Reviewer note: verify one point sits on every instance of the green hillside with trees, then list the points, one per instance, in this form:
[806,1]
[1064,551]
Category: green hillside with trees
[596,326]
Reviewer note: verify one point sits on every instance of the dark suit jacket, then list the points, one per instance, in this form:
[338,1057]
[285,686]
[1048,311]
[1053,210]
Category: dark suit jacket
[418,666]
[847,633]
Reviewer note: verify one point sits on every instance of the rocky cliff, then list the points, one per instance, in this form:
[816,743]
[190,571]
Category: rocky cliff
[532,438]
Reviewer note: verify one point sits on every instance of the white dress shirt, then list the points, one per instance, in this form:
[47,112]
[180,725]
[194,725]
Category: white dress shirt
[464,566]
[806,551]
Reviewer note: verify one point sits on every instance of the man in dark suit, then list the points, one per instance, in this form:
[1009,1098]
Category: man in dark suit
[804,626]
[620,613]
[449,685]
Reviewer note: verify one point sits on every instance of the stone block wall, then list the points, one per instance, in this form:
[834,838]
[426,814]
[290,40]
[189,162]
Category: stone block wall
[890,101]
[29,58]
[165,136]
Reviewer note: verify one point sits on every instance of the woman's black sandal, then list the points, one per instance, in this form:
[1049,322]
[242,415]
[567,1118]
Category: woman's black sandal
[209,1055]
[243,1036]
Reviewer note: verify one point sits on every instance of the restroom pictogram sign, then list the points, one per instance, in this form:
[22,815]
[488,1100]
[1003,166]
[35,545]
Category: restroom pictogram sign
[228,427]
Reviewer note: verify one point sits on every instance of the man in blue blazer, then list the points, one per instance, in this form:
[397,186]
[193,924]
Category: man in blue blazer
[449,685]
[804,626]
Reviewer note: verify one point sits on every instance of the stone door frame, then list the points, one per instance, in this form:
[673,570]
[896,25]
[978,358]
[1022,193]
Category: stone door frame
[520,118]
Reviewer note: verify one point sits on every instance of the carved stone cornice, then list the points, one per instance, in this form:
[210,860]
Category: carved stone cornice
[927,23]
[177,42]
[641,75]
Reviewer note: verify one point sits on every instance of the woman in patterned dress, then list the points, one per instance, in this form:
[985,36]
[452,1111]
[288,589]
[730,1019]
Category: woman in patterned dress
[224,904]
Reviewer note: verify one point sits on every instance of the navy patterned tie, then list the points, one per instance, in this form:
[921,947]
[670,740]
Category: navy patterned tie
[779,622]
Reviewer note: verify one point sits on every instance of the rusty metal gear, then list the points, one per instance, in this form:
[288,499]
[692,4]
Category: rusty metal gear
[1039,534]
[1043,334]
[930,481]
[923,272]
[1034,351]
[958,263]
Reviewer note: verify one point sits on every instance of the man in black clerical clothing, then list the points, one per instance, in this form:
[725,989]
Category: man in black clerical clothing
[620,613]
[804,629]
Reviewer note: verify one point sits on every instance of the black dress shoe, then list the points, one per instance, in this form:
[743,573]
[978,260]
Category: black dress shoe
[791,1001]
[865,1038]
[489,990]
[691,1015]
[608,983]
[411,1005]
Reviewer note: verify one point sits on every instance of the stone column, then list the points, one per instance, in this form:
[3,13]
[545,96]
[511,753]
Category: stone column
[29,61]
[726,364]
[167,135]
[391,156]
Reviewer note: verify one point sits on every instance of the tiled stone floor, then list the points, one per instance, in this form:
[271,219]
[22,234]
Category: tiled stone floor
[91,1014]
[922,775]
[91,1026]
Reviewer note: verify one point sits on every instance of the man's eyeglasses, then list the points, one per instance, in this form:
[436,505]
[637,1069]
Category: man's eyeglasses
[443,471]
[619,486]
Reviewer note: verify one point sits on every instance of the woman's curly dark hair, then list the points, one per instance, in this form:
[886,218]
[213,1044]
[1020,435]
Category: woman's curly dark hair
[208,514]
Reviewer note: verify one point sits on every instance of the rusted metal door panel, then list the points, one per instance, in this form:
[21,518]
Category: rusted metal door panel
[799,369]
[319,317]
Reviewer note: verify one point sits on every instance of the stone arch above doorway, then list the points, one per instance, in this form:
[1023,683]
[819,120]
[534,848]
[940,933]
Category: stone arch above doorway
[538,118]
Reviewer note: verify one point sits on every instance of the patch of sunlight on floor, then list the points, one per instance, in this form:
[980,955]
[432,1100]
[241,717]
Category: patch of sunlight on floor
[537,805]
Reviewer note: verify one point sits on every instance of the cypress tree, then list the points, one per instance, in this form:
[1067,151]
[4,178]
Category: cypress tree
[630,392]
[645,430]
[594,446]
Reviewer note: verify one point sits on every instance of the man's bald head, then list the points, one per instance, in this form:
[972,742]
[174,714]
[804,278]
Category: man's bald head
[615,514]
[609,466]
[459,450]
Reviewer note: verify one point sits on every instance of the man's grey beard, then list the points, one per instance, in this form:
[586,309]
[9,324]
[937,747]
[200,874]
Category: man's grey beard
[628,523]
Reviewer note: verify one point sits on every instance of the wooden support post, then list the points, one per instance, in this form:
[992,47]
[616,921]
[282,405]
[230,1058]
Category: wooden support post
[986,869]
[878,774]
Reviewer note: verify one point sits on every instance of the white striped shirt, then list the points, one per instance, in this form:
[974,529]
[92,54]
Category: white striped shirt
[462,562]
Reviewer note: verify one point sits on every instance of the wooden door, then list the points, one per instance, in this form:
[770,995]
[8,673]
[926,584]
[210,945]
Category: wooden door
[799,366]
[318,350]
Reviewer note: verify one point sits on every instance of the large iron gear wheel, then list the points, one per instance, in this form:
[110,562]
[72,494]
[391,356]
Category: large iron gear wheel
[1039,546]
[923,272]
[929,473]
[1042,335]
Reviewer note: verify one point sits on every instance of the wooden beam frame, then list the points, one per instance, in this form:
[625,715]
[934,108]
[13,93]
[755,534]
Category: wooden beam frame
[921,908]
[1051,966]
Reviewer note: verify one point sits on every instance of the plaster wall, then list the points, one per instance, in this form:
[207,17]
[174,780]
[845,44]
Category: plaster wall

EXERCISE TASK
Repeat all the entries exactly as given.

WRITTEN SOLUTION
Reviewer note: verify one point sits on every instance of the green hillside with trees, then list the points, one per instance, in this form:
[806,1]
[1064,551]
Category: green hillside with trees
[596,326]
Reviewer note: verify one point sits on every instance of the dark suit jacket, then list the points, one per instance, in this form:
[338,1057]
[285,686]
[1048,311]
[1053,210]
Category: dark suit jacket
[418,666]
[847,633]
Reviewer note: verify one point sits on every instance of the rocky cliff, then list the points, one per instance, in this form:
[816,743]
[190,571]
Category: rocky cliff
[532,438]
Reviewer note: verify one point sits on every instance of the white dress shirt, then list the points, one per instance, in this form:
[47,112]
[180,725]
[194,725]
Category: white dress shirt
[464,566]
[806,551]
Reviewer note: verify one point sits on every instance of the man in dark suit, then list the points, one per instance, in this form:
[1009,1098]
Category: man in dark suit
[804,626]
[620,613]
[449,685]
Reviewer note: verify one point sits on every instance of the stone block wall, then list the points, one per instance, in this form:
[834,838]
[426,814]
[290,40]
[189,162]
Category: stone block wall
[890,101]
[29,58]
[165,136]
Reviewer note: verify one point sits on every instance of the woman's black sandal, then list the points, one per instance, in this form:
[1049,322]
[242,415]
[567,1118]
Category: woman's black sandal
[209,1055]
[243,1036]
Reviewer note: verify one point sits on every instance of the restroom pictogram sign, then list the points, one per instance, in this form:
[22,815]
[488,1100]
[1003,166]
[35,545]
Category: restroom pictogram sign
[228,427]
Reviewer note: verify one point sits on every instance of the man in blue blazer, then list the points, one per instance, in this form:
[397,186]
[193,924]
Category: man in blue blazer
[449,685]
[804,626]
Reviewer note: verify one point sits on every instance of the stone door frame, then list the points, one per instance, in this form:
[673,570]
[896,25]
[978,358]
[1022,193]
Category: stone door frame
[520,118]
Reviewer note: verify one point sits on every instance of the carved stone cornice, then list the points, one per instance, in this form:
[210,860]
Category: carved stone cornice
[927,23]
[177,42]
[641,75]
Reviewer note: verify one point sits on every instance of the woman in patterned dress, then list the points, one per instance, in this form:
[985,36]
[452,1111]
[288,589]
[730,1019]
Category: woman in patterned dress
[224,904]
Reviewer note: verify one point sits on every instance of the navy patterned tie, then list the points, one per instance, in this form:
[921,947]
[670,740]
Category: navy patterned tie
[779,622]
Reviewer note: verify one point sits on every instance of the rusty metal gear, then list the points, one per instance, in this form:
[288,499]
[692,4]
Category: rusty metal gear
[1039,534]
[1043,334]
[930,481]
[923,272]
[1034,351]
[958,263]
Reviewer note: verify one point sits on every instance of the man in black clerical clothing, then list the points, one per instance, in this form:
[725,989]
Category: man in black clerical clothing
[620,613]
[804,629]
Reviewer note: verify one point sits on every instance of the black dress shoe, then list the points, one per instance, in this form:
[743,573]
[978,260]
Category: black dress shoe
[791,1001]
[865,1038]
[489,990]
[691,1015]
[608,983]
[411,1005]
Reviewer note: verify one point sits on every instance of the stone column, then list the points, one per instance, in this form:
[3,13]
[545,96]
[511,753]
Category: stone column
[29,61]
[726,364]
[167,135]
[391,156]
Reviewer note: verify one point sits on every instance of the tiled stone floor, then list the points, one per instance, in this form:
[271,219]
[22,234]
Category: tiled stone floor
[91,1014]
[922,775]
[91,1026]
Reviewer note: verify one point sits on every instance of the man's eyeglasses, then list the points, one per instance, in this form:
[436,505]
[637,1069]
Category: man's eyeglasses
[443,471]
[619,486]
Reviewer note: verify one point sits on every instance of the woman's curly dark hair, then list the points, one per instance, in this form:
[886,218]
[213,1044]
[1020,435]
Category: woman's curly dark hair
[208,514]
Reviewer note: verify one point sits on every instance of the rusted metal door panel, then list the points, one per instance, in this form:
[21,518]
Category: rusted metal door panel
[799,369]
[319,317]
Reviewer note: verify one point sits on every instance of the stone arch above doorway, then list the points, one per instance, in this form:
[1023,683]
[819,120]
[534,848]
[940,933]
Category: stone arch above doorway
[538,118]
Reviewer note: verify one point sits on every instance of the patch of sunlight on floor, then list the points, one per instance, in this form:
[980,955]
[432,1100]
[241,717]
Category: patch of sunlight on floor
[537,805]
Reviewer note: verify one point sits on every instance of the cypress tree, then list the points, one per instance, in this form:
[1067,151]
[4,178]
Category: cypress tree
[630,392]
[645,430]
[594,446]
Reviewer note: verify one point sits on every instance of the man's bald head, then list the points, one per instance, in this form:
[972,742]
[174,714]
[804,278]
Category: man's bald head
[615,514]
[609,466]
[459,450]
Reviewer note: verify one point sits on every instance of the man's grey beard, then list the points, one per instance, in this form:
[586,309]
[9,324]
[937,747]
[200,874]
Category: man's grey beard
[628,523]
Reviewer note: verify one point sits on every instance of the wooden support post, then list the points, one per instance, in this form:
[992,47]
[616,921]
[282,405]
[230,1058]
Category: wooden support post
[986,869]
[878,774]
Reviewer note: verify one point sits on every instance of the white striped shirt, then list the points, one per instance, in this form:
[974,529]
[92,54]
Category: white striped shirt
[462,562]
Reviewer note: verify one point sits on every instance of the wooden door, then list the points, one per instance, in this form:
[770,995]
[8,673]
[926,584]
[210,945]
Category: wooden door
[799,366]
[318,350]
Reviewer note: verify one point sits on every instance of the large iron gear wheel, then list the points, one per instance, in this form:
[110,562]
[72,494]
[391,356]
Category: large iron gear wheel
[1039,546]
[923,272]
[929,473]
[1042,335]
Reviewer note: verify one point sits on every instance of the wooden beam frame, then list the points, one per instance, in this form:
[625,715]
[934,108]
[13,93]
[755,534]
Category: wooden beam frame
[921,908]
[1051,966]
Reviewer note: verify one point sits on every instance of the plaster wall, then list the points, one per instance, in this form:
[207,17]
[174,780]
[845,44]
Category: plaster wall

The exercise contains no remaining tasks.